▸ **Texte**:
:::::

PROGRAMMATION MARS 2007
France, 1981, 1h46
Avec Gérard Depardieu, Fanny Ardant, Henri Garcin, Michèle Baumgartner, Véronique Silver
Avec Gérard Depardieu, Fanny Ardant, Henri Garcin, Michèle Baumgartner, Véronique Silver
Ayant autrefois vécu des amours ombrageuses, Bernard et Mathilde, par le plus pur des hasards, se trouvent être voisins. Même s'ils sont mariés tous deux, leur destin se croisent à nouveau... Truffaut déploie dans ce film une extraordinaire maîtrise et un style d'une perfection inégalée pour rester à distance de cette œuvre sombre où rien ne semble pouvoir contrôler ou apaiser la force des passions.
« Ce qui est admirable dans le film de Truffaut, c’est d’avoir mené cette progression jusqu’à son terme : partir de deux personnages banals, ordinaires, exempts de toute originalité, totalement "intégrés" à leur milieu social, non pour les entraîner vers des aventures hors du commun qui les singulariseraient, leur permettraient d’échapper à leur destin, suscitant ainsi l’identification du spectateur comme le ferait le cinéma hollywoodien, mais pour redoubler au contraire cette banalité de leurs relations amoureuses, pour réaffirmer leur identité jusqu’à ce qu’elles n’en redeviennent plus qu’une, partagée par les amants, jusqu’à ce qu’elle parvienne à cette indifférenciation que postule l’amour. (...) Que l’on veuille faire qu’un, régresser, se fondre dans l’autre dans un monde qui avance, progresse, se subdivise toujours plus dans ses formes et ses désirs, voilà ce qui est insupportable et insoutenable. Le "désir", à côté, qu’on croit souvent, dans ses manifestations perverses, transgressif, est une forme ô combien plus sociale et rassurante ! La Femme d’à côté va jusqu’au bout de ce thème si rare au cinéma, qui met en péril le fonctionnement spectatoriel essentiel : celui de l’identification aux protagonistes que leur identité, l’image du double, risque de barrer beaucoup plus radicalement que l’habituelle exacerbation des différences (sous le monstre, on retrouve l’homme alors qu’on ne trouve rien derrière le double). »

:::::

▸ **Données**:
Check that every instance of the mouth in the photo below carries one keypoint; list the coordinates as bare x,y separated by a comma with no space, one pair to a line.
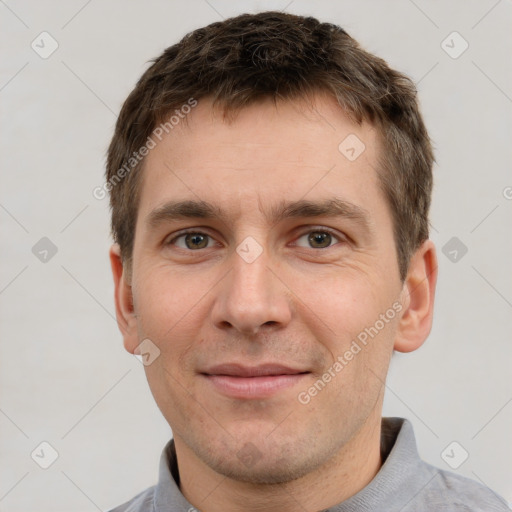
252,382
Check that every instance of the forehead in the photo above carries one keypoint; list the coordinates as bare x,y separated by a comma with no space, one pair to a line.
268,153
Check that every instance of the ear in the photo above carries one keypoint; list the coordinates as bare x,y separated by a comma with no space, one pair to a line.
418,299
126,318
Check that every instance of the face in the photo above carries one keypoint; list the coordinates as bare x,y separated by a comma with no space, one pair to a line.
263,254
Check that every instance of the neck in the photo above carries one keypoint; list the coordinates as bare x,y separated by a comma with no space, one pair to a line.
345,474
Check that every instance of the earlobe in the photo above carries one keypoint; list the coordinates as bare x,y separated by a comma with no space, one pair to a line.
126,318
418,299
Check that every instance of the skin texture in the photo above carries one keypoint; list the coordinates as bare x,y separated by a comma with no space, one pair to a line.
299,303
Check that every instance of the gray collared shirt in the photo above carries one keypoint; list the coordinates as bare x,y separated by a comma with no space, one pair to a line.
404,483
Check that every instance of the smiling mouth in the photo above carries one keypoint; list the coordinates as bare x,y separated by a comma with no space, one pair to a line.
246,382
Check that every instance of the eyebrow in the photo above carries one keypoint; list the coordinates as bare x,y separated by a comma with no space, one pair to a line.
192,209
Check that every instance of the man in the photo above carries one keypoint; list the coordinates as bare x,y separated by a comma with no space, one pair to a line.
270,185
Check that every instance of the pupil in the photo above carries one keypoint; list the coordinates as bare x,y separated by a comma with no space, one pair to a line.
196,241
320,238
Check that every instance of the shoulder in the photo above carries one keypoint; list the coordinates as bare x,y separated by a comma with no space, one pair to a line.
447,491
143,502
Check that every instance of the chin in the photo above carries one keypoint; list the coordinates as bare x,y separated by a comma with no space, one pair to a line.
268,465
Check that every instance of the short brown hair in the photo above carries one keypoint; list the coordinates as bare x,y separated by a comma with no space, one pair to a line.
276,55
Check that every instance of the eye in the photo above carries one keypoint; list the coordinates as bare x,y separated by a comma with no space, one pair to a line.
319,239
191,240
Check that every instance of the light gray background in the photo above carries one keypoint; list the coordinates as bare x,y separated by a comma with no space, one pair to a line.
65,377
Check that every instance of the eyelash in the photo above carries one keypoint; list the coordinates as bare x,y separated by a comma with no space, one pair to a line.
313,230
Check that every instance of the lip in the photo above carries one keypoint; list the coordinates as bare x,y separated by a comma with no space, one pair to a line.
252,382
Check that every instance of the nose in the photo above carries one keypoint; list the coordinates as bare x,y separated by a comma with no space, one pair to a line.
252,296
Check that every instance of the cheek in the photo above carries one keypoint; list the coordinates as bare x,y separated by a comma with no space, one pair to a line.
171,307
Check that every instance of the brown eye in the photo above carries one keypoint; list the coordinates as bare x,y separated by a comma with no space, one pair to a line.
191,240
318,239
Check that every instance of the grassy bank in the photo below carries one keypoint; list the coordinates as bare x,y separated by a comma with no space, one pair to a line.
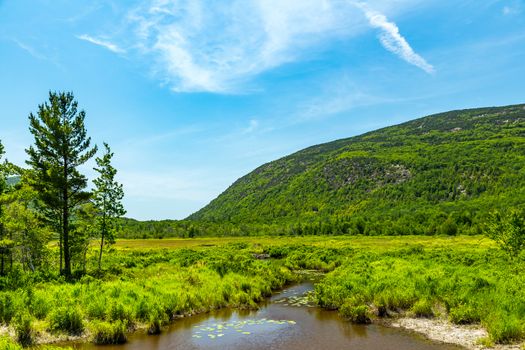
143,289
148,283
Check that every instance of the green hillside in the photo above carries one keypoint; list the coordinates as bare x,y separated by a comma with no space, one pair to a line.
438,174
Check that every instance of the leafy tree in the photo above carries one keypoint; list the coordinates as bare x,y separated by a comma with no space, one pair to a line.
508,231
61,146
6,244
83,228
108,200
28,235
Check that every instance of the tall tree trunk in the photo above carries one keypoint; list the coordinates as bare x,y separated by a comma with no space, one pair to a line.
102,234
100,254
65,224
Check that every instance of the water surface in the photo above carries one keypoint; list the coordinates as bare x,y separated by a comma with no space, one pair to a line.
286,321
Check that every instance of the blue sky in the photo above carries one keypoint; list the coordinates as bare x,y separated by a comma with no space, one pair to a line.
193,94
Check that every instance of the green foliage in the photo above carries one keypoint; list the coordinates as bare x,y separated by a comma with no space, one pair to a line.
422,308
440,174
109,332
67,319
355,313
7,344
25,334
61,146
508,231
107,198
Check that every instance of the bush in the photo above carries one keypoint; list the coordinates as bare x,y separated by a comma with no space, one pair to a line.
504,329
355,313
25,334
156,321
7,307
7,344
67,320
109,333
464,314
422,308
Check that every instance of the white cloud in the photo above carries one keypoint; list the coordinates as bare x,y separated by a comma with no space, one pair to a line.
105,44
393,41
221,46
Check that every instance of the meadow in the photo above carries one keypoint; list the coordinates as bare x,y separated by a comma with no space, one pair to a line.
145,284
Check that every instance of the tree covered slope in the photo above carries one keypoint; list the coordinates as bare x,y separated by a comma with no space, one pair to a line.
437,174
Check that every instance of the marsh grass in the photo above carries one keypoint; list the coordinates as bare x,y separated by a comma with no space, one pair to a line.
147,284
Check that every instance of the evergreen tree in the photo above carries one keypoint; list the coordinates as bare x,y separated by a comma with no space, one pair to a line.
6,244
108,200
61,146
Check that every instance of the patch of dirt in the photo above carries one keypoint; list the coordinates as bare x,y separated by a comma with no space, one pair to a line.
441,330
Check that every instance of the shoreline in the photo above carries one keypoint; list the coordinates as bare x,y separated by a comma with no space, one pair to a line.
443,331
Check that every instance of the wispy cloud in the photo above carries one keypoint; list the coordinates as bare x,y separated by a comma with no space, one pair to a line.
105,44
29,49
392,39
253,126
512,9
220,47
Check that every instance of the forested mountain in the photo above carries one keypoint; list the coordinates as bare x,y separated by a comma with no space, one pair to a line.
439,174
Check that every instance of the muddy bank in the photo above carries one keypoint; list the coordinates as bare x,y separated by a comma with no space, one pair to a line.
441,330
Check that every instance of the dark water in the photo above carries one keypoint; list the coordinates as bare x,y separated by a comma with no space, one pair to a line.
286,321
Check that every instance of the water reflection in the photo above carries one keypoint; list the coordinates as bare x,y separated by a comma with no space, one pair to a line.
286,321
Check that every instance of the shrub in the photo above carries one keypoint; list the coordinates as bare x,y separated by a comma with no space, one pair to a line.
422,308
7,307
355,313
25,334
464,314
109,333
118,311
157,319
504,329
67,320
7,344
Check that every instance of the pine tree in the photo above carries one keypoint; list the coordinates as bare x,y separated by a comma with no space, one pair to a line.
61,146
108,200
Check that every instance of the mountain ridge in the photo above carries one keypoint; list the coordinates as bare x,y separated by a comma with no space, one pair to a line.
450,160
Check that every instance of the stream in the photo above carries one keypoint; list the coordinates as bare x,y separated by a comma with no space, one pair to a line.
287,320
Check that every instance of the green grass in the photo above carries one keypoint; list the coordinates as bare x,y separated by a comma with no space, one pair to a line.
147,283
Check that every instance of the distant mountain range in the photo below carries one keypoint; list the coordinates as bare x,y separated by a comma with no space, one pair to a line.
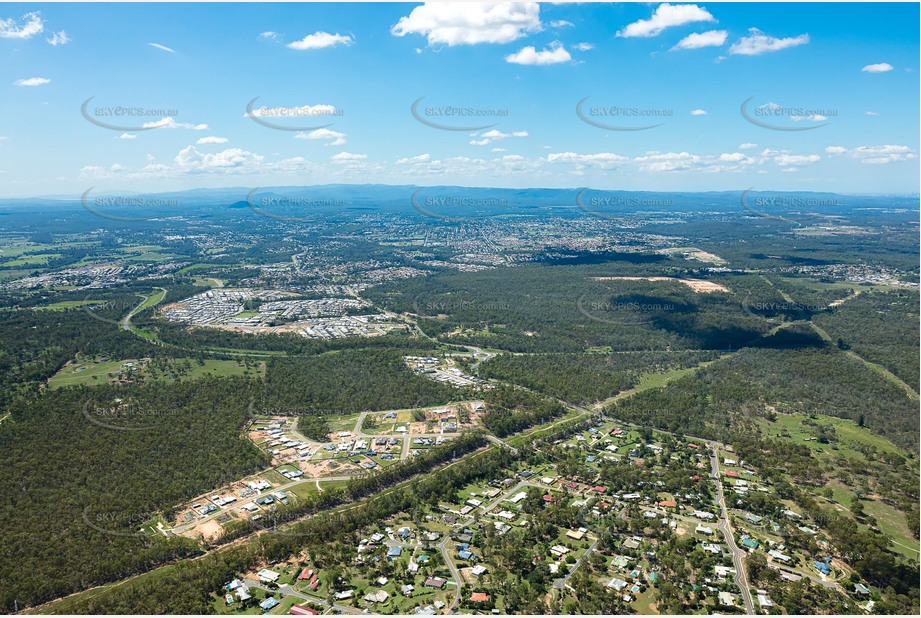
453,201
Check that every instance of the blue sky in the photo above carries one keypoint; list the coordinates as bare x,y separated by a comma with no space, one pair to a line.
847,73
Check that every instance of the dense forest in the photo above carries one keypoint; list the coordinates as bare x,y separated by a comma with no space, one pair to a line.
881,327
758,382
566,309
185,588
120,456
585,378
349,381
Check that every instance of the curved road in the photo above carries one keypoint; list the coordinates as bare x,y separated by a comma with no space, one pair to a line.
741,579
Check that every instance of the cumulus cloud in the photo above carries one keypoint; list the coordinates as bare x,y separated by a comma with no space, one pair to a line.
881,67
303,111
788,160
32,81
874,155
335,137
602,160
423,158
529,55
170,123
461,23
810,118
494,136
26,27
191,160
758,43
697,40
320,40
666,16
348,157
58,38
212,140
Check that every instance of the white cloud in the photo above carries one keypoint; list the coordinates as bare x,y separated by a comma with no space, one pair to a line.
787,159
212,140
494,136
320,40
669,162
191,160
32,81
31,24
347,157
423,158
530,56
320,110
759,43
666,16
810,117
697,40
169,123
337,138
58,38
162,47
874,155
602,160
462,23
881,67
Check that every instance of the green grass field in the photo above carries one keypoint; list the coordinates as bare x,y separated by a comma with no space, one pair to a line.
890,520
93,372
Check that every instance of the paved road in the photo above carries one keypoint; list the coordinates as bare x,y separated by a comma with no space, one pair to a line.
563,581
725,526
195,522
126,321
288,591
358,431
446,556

:::::

▸ **Consigne 1**: D'après le texte, quelle est la durée du film ?
▸ **Consigne 2**: Extrayez tel quel du texte le passage allant de « PROGRAMMATION MARS 2007 » jusqu'à « force des passions. » inclus.

▸ **Réponse 1**: 1h46.

▸ **Réponse 2**:
PROGRAMMATION MARS 2007
France, 1981, 1h46
Avec Gérard Depardieu, Fanny Ardant, Henri Garcin, Michèle Baumgartner, Véronique Silver
Avec Gérard Depardieu, Fanny Ardant, Henri Garcin, Michèle Baumgartner, Véronique Silver
Ayant autrefois vécu des amours ombrageuses, Bernard et Mathilde, par le plus pur des hasards, se trouvent être voisins. Même s'ils sont mariés tous deux, leur destin se croisent à nouveau... Truffaut déploie dans ce film une extraordinaire maîtrise et un style d'une perfection inégalée pour rester à distance de cette œuvre sombre où rien ne semble pouvoir contrôler ou apaiser la force des passions.